Stated problem –
Can you write out all of the material below again, substituting "each instance" for "every instance" everywhere it occurs and leaving everything else unchanged?

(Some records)
========================

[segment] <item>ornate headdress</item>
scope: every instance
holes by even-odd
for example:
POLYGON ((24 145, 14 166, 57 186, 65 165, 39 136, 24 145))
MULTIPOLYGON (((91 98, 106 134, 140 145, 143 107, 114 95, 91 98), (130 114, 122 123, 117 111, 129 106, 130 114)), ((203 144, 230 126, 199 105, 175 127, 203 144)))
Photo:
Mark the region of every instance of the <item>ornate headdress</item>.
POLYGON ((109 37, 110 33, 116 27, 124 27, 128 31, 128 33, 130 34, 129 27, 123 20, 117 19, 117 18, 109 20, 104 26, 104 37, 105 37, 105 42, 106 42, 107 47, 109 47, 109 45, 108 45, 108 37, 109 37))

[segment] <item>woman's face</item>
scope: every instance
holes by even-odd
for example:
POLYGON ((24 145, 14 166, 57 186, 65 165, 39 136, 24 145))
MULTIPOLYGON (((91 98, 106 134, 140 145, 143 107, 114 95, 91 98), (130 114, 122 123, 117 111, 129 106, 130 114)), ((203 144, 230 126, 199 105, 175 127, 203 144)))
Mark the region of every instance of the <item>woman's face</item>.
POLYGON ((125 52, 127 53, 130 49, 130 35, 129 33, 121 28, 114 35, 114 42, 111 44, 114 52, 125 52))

========================

Worked solution –
[segment] <item>ornate headdress</item>
scope: each instance
holes by even-odd
for example:
POLYGON ((24 145, 14 166, 57 186, 65 165, 39 136, 24 145))
MULTIPOLYGON (((91 98, 106 134, 140 145, 143 107, 114 95, 91 98), (130 114, 122 123, 117 111, 129 106, 130 114)), ((203 144, 230 126, 199 105, 175 127, 203 144)))
Photo:
Mark the region of each instance of the <item>ornate headdress</item>.
POLYGON ((109 37, 110 33, 116 27, 124 27, 128 31, 128 33, 130 34, 129 27, 123 20, 117 19, 117 18, 109 20, 104 26, 104 37, 105 37, 105 42, 106 42, 107 47, 109 47, 109 45, 108 45, 108 37, 109 37))

[segment] <item>woman's face</item>
scope: each instance
holes by even-odd
for example:
POLYGON ((24 145, 14 166, 57 186, 65 165, 39 136, 24 145))
MULTIPOLYGON (((91 98, 106 134, 140 145, 143 107, 114 95, 91 98), (130 114, 122 123, 117 111, 129 106, 130 114)), ((203 144, 230 126, 199 105, 175 127, 203 144)))
Mark the region of each instance of the <item>woman's face</item>.
POLYGON ((125 52, 127 53, 130 49, 130 35, 129 33, 121 28, 114 35, 114 42, 111 44, 114 52, 125 52))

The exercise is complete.